* **STATED PROBLEM**
Copy each of the following items word for word, changing nothing.

* **DATA SHOWN**

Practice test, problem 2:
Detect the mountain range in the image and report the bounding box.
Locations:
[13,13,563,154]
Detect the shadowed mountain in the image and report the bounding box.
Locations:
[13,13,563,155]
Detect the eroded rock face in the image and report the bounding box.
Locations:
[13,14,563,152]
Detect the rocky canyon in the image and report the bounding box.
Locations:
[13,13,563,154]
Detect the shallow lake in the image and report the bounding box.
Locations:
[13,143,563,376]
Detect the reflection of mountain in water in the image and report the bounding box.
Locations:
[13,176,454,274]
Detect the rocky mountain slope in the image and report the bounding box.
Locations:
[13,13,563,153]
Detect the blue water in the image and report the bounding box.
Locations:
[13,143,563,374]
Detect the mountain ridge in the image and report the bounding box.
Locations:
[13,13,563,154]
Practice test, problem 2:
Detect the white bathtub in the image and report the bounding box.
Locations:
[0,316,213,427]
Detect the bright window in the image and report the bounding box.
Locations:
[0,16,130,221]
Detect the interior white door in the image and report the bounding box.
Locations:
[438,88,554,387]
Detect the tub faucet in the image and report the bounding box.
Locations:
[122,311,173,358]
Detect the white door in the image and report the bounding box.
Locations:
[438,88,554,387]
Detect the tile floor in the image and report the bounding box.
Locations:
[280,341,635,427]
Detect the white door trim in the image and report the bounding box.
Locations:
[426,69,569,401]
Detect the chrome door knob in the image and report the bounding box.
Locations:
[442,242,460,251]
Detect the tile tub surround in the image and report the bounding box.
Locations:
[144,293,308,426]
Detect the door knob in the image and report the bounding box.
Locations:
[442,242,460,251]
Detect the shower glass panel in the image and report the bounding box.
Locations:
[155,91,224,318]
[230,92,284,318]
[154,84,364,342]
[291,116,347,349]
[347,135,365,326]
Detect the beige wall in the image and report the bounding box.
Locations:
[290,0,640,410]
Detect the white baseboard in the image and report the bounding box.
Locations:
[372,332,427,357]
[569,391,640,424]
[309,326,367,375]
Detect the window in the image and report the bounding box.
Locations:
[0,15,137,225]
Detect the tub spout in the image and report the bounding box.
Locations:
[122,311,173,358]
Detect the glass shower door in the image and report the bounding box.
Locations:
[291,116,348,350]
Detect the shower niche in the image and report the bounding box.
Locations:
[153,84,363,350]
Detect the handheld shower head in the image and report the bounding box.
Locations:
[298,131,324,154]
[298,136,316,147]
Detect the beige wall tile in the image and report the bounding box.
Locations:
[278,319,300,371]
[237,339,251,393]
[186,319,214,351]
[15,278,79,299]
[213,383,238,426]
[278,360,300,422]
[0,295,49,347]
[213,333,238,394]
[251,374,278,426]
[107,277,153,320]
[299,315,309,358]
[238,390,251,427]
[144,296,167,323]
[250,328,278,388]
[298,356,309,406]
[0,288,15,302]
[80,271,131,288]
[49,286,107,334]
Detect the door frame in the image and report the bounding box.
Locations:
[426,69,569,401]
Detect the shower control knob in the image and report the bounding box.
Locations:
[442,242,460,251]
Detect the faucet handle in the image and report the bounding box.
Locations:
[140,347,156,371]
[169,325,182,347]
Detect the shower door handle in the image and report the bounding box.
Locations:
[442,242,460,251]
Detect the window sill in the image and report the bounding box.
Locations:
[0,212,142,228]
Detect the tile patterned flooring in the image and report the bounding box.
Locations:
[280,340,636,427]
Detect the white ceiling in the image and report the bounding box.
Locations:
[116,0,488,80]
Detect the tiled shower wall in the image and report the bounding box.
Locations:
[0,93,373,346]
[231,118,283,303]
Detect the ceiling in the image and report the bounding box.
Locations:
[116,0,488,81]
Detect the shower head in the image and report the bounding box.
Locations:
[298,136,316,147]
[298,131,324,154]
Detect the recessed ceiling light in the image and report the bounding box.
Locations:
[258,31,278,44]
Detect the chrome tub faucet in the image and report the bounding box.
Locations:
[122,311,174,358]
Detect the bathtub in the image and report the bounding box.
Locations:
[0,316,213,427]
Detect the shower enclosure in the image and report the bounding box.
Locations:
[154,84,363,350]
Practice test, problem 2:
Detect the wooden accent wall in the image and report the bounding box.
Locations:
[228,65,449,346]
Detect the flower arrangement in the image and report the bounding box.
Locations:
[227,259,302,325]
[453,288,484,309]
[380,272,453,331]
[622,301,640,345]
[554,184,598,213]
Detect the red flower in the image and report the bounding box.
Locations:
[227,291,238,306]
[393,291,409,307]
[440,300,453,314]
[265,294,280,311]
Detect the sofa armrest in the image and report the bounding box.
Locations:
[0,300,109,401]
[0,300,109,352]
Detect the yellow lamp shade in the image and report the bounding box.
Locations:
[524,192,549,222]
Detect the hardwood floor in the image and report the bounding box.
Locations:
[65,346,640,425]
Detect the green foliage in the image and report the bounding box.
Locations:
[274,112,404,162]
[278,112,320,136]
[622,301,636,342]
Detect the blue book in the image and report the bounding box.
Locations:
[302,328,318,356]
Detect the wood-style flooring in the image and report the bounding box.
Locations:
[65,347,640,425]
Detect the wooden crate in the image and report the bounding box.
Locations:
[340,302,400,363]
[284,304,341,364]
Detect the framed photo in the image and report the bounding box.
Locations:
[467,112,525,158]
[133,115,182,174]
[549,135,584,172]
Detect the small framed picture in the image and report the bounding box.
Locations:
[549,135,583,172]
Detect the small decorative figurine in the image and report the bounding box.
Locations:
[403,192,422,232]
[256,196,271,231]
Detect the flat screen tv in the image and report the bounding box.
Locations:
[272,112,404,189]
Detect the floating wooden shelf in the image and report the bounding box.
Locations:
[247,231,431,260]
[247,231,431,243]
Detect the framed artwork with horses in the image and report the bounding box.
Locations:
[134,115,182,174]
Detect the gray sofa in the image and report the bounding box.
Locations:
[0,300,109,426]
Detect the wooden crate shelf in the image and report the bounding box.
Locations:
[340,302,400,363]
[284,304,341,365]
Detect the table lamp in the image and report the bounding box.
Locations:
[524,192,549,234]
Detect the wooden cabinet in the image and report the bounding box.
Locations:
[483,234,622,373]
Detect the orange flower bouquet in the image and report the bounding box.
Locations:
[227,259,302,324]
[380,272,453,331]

* **ANSWER TO THIS TASK**
Practice test, problem 2:
Detect the mountain range in the image and report the bounding box.
Locations:
[13,13,563,154]
Detect the shadowed mountain in the image and report the bounding box.
Locations:
[13,13,563,155]
Detect the eroded rock face in the image and report the bounding box.
Locations:
[13,14,563,152]
Detect the rocky canyon in the image and report the bounding box.
Locations:
[13,13,563,154]
Detect the shallow lake in the image and report the bounding box.
Locations:
[13,143,563,376]
Detect the reflection of mountain in water in the image and report the bounding box.
Locations:
[13,176,454,274]
Detect the rocky mountain slope in the image and report the bounding box.
Locations:
[13,13,563,153]
Detect the blue water in the image and report the bounding box.
Locations:
[13,143,563,374]
Detect the mountain ridge in the image and report the bounding box.
Locations:
[13,13,563,154]
Practice test, problem 2:
Detect the white bathtub in the image and report the bounding box.
Locations:
[0,316,213,427]
Detect the bright window in the image and report the bounding box.
Locations:
[0,16,130,221]
Detect the interior white door in the image and report the bounding box.
Locations:
[438,88,554,387]
Detect the tub faucet in the image and report the bounding box.
Locations:
[122,311,173,358]
Detect the white door in the image and report the bounding box.
Locations:
[438,88,554,387]
Detect the tile floor in the image and report the bounding box.
Locations:
[280,341,635,427]
Detect the white door trim in the image and report the bounding box.
Locations:
[426,69,569,401]
Detect the chrome door knob in the image and report the bounding box.
Locations:
[442,242,460,251]
Detect the tile tub surround in the image and report the bounding box.
Locations:
[144,293,308,426]
Detect the door knob in the image and report the bounding box.
Locations:
[442,242,460,251]
Detect the shower glass panel in the image and report the bounding box.
Locations:
[155,91,224,318]
[230,92,284,318]
[154,84,364,342]
[291,116,347,349]
[347,135,365,326]
Detect the beige wall in the image and report the bounding box.
Locations:
[290,0,640,410]
Detect the white baseboard in the image and report the bounding box.
Locations:
[372,332,427,357]
[569,391,640,424]
[309,326,367,375]
Detect the window in the image and report the bounding box.
Locations:
[0,15,137,225]
Detect the tub spout in the image and report the bounding box.
Locations:
[122,311,173,358]
Detect the glass shower door in the image and report the bounding box.
Locations:
[291,116,348,350]
Detect the shower niche in the image and report the bounding box.
Locations:
[153,84,363,350]
Detect the handheld shower head in the image and report the bounding box.
Locations:
[298,131,324,154]
[298,136,316,147]
Detect the beige wall tile in the image and report the bounding box.
Locations:
[278,319,300,371]
[237,339,251,393]
[186,319,214,351]
[15,278,79,299]
[213,383,238,426]
[278,360,300,422]
[0,295,49,347]
[213,333,238,394]
[251,374,278,426]
[107,277,153,320]
[299,315,309,358]
[238,390,251,427]
[144,296,167,323]
[250,328,278,388]
[298,356,309,406]
[0,288,15,302]
[80,271,131,288]
[49,286,107,334]
Detect the door frame in the image and report the bounding box.
Locations:
[426,69,569,401]
Detect the shower control knob in the image and report the bounding box.
Locations:
[442,242,460,251]
Detect the faucet handle in the image and report the bounding box.
Locations:
[140,347,156,371]
[169,325,182,347]
Detect the shower door handle in the image and report the bounding box.
Locations:
[442,242,460,251]
Detect the window sill in the image and report the bounding box.
Locations:
[0,212,142,228]
Detect the tile patterned flooring in the image and report the bounding box.
Locations:
[280,340,636,427]
Detect the white ceiling in the image and report the bounding box.
Locations:
[116,0,488,80]
Detect the tiled shower wall in the image and report the bounding box.
Locations:
[0,93,373,346]
[231,118,283,303]
Detect the ceiling in the image and report the bounding box.
Locations:
[116,0,488,81]
Detect the shower head in the image and report the bounding box.
Locations:
[298,136,316,147]
[298,131,324,154]
Detect the recessed ceiling light in the image and report the bounding box.
Locations:
[258,31,278,44]
Detect the chrome tub faucet in the image and report the bounding box.
Locations:
[122,311,174,358]
Detect the bathtub in the image and report the bounding box.
Locations:
[0,316,213,427]
Detect the shower enclosure in the image and report the bounding box.
Locations:
[154,84,363,350]
Practice test, problem 2:
Detect the wooden accent wall in the image and report the bounding box.
Locations:
[228,65,449,346]
Detect the flower arrangement in the image and report the bounding box.
Locations:
[227,259,302,325]
[453,288,484,309]
[380,272,453,331]
[622,301,640,345]
[554,184,598,213]
Detect the red flower in the image and report the bounding box.
Locations:
[227,291,238,306]
[393,291,409,307]
[440,300,453,314]
[265,294,280,311]
Detect the sofa armrest in the image and report the bounding box.
Locations:
[0,300,109,401]
[0,300,109,352]
Detect the yellow lamp shade in the image and report the bounding box.
Locations:
[524,192,549,222]
Detect the hardwood floor in the image and report the bounding box.
Locations:
[65,346,640,425]
Detect the green foliage in the image and report the bounding box.
Locations:
[274,112,404,162]
[278,112,320,136]
[622,301,636,342]
Detect the blue book in the image and report the bounding box.
Locations:
[302,328,318,356]
Detect the wood-style flooring in the image and report the bounding box.
Locations:
[65,347,640,425]
Detect the wooden crate in the image and report the bounding box.
Locations:
[340,302,400,363]
[284,304,341,364]
Detect the framed photo in the image and report the bounding box.
Locations:
[467,112,525,158]
[133,115,182,174]
[549,135,584,172]
Detect the small framed picture in the image and report the bounding box.
Locations:
[549,135,583,172]
Detect the small decorative figurine in the image and report the bounding box.
Locations:
[403,192,422,232]
[256,196,271,231]
Detect the flat screen tv in the image and report the bounding box.
Locations:
[272,112,404,189]
Detect the floating wooden shelf in the image and report the bounding box.
Locations:
[247,231,431,260]
[247,231,431,243]
Detect the framed artwork with horses in the image and report the bounding box.
Locations:
[134,115,182,174]
Detect the gray sofa in the image and report the bounding box.
Locations:
[0,300,109,426]
Detect the wooden crate shelf in the image and report the bounding box.
Locations:
[340,302,400,363]
[284,304,341,365]
Detect the table lamp in the image and report the bounding box.
Locations:
[524,192,549,234]
Detect the wooden cabinet in the image and report the bounding box.
Locations:
[483,234,622,373]
Detect the orange flower bouquet in the image and report the bounding box.
Locations:
[227,259,302,324]
[380,272,453,331]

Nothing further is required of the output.